Entries from a dataset
****************

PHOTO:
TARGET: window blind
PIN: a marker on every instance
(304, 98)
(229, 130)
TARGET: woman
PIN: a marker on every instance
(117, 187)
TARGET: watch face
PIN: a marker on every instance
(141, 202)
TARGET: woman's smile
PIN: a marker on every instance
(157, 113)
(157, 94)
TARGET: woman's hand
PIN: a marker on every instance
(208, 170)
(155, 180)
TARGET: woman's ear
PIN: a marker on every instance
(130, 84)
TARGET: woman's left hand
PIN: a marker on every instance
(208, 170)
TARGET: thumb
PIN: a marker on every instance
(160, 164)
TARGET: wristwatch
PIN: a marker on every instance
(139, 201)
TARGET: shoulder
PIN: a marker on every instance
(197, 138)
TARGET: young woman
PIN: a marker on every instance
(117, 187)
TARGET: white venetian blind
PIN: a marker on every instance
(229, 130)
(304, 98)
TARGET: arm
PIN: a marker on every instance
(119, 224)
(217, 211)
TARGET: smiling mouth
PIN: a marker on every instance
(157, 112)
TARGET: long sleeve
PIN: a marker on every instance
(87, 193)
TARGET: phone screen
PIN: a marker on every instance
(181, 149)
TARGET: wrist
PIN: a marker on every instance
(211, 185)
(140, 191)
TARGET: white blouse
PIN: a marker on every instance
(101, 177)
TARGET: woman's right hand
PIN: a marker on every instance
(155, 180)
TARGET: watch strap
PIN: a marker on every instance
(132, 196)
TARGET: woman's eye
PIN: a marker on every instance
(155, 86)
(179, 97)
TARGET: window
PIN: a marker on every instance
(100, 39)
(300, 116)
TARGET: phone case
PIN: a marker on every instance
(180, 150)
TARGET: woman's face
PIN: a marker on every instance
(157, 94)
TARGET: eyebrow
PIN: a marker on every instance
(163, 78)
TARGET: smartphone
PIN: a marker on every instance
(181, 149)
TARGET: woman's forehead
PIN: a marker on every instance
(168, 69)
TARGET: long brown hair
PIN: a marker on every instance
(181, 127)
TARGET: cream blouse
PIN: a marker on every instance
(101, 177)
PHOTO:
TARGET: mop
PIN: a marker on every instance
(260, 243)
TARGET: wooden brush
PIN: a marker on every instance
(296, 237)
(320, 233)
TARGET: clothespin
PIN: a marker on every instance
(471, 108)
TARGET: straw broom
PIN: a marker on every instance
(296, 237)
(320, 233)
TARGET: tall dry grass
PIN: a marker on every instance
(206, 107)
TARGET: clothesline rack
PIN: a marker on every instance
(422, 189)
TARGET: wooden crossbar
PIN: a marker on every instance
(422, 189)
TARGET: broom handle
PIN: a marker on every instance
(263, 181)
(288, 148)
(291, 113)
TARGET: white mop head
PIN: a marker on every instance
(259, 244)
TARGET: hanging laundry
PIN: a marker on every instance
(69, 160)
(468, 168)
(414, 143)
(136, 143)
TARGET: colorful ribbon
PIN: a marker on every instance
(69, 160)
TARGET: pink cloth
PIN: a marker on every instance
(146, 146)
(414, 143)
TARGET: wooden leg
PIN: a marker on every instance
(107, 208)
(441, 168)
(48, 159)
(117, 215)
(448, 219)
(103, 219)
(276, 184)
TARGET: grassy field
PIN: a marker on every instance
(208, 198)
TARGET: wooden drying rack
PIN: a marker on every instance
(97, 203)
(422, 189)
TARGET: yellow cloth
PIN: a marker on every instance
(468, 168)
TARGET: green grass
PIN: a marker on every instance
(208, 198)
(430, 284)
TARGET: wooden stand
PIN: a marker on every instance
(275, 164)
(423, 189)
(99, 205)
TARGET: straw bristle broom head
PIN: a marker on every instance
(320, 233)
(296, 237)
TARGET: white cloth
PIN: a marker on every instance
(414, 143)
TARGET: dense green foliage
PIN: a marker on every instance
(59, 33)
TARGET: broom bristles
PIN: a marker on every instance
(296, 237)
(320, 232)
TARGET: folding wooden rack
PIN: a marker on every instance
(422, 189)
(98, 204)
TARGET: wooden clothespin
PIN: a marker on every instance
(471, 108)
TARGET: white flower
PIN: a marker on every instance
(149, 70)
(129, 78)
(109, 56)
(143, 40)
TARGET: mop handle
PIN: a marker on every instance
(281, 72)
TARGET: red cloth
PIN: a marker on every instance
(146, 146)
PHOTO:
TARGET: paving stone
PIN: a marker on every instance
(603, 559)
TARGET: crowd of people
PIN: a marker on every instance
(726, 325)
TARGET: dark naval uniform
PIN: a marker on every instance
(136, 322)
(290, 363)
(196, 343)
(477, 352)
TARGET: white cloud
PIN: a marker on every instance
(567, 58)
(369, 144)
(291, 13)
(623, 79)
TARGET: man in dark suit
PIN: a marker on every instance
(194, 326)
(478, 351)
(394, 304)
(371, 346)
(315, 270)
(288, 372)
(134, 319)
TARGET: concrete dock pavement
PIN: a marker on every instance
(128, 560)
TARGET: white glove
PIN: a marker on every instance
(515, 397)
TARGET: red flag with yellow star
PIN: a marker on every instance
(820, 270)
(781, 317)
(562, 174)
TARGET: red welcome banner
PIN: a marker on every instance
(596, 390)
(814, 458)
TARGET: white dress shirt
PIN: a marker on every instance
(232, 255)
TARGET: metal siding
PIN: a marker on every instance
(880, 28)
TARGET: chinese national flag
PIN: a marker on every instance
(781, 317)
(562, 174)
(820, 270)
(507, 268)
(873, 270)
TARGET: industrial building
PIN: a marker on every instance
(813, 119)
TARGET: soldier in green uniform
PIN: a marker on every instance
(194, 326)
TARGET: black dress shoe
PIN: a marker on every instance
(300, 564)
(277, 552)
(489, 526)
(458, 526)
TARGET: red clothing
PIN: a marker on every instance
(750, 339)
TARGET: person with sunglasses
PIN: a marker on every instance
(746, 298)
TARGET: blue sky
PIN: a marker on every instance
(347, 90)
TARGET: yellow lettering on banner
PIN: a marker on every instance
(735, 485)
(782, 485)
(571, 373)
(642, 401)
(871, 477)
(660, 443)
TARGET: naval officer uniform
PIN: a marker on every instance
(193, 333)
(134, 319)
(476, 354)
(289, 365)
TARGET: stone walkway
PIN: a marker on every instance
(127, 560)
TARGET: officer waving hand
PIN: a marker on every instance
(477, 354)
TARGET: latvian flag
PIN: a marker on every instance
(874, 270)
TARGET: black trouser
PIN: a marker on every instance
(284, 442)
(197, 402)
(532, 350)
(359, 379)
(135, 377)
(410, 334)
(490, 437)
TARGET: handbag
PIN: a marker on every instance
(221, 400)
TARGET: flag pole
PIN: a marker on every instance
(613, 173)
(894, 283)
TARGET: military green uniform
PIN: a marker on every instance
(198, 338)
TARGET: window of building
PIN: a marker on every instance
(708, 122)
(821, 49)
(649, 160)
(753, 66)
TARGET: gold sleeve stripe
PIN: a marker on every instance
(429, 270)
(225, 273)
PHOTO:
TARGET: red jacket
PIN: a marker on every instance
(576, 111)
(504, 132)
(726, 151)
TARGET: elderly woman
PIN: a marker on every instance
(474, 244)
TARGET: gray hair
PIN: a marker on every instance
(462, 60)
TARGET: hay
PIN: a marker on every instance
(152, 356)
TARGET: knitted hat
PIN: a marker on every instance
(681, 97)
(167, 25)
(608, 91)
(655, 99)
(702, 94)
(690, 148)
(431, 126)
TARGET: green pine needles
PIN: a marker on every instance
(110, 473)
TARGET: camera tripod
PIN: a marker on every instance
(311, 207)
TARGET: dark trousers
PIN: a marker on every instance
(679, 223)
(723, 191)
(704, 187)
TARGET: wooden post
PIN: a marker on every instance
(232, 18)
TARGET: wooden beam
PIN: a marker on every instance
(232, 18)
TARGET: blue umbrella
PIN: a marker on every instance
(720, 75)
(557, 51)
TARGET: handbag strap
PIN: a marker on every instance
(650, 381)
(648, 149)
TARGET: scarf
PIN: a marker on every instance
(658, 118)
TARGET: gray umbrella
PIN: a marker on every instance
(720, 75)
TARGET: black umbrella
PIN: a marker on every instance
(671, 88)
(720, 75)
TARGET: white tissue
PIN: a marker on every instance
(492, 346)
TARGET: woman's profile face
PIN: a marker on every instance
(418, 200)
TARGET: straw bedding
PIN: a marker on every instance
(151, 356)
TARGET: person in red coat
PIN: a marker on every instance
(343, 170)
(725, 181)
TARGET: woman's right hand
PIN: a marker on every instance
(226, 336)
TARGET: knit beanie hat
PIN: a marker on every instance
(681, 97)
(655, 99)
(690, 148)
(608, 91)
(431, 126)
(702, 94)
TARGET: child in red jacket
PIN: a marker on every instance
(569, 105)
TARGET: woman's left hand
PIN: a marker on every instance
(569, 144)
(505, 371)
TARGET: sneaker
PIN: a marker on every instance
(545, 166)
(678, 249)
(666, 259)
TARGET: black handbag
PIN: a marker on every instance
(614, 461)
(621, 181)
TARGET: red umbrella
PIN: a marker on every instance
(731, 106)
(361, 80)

****************

* JOB: Return, word for word, each line from the line that contains "TARGET: flag pole" to the end of the listing above; include both end lines and nothing else.

* WRITTEN SOLUTION:
TARGET: flag pole
PIN: a marker on every instance
(613, 173)
(894, 283)
TARGET: military green uniform
PIN: a marker on every instance
(198, 338)
TARGET: window of building
PIN: a marker on every instance
(708, 122)
(821, 49)
(649, 160)
(753, 66)
TARGET: gold sleeve stripe
PIN: a marker on every instance
(429, 270)
(225, 273)
PHOTO:
TARGET: red jacket
PIN: a marker on every instance
(576, 111)
(504, 132)
(726, 151)
TARGET: elderly woman
PIN: a marker on every instance
(474, 244)
TARGET: gray hair
PIN: a marker on every instance
(462, 60)
TARGET: hay
PIN: a marker on every instance
(152, 356)
TARGET: knitted hat
PIN: a marker on every instance
(681, 97)
(167, 25)
(608, 91)
(655, 99)
(702, 94)
(690, 148)
(431, 126)
TARGET: green pine needles
PIN: a marker on every instance
(110, 473)
TARGET: camera tripod
PIN: a marker on every instance
(311, 207)
TARGET: dark trousers
PIN: a marker on every instance
(679, 223)
(723, 191)
(704, 187)
TARGET: wooden post
PIN: a marker on every instance
(232, 18)
TARGET: wooden beam
PIN: a marker on every instance
(232, 18)
TARGET: blue umbrella
PIN: a marker on every instance
(720, 75)
(557, 51)
TARGET: handbag strap
PIN: a marker on every instance
(650, 381)
(648, 149)
TARGET: scarf
PIN: a marker on every instance
(658, 118)
TARGET: gray umbrella
PIN: a marker on every instance
(720, 75)
TARGET: black umbrella
PIN: a marker on every instance
(671, 88)
(720, 75)
TARGET: white tissue
PIN: a marker on every instance
(492, 346)
TARGET: woman's profile face
PIN: a marker on every instance
(418, 200)
TARGET: straw bedding
PIN: a marker on every instance
(151, 356)
TARGET: person in red coat
PIN: a marker on every instance
(343, 170)
(725, 181)
TARGET: woman's right hand
PIN: a marker on every instance
(226, 336)
TARGET: knit beanie hat
PIN: a marker on every instance
(681, 97)
(655, 99)
(690, 148)
(608, 91)
(431, 126)
(702, 94)
TARGET: child in red jacket
PIN: a marker on every instance
(569, 105)
TARGET: woman's left hand
PIN: a marker on every instance
(569, 144)
(505, 371)
TARGET: sneaker
PIN: a marker on every instance
(545, 166)
(678, 249)
(666, 259)
TARGET: black handbag
PIN: a marker on every instance
(614, 461)
(621, 181)
TARGET: red umbrella
PIN: a marker on every instance
(731, 106)
(361, 80)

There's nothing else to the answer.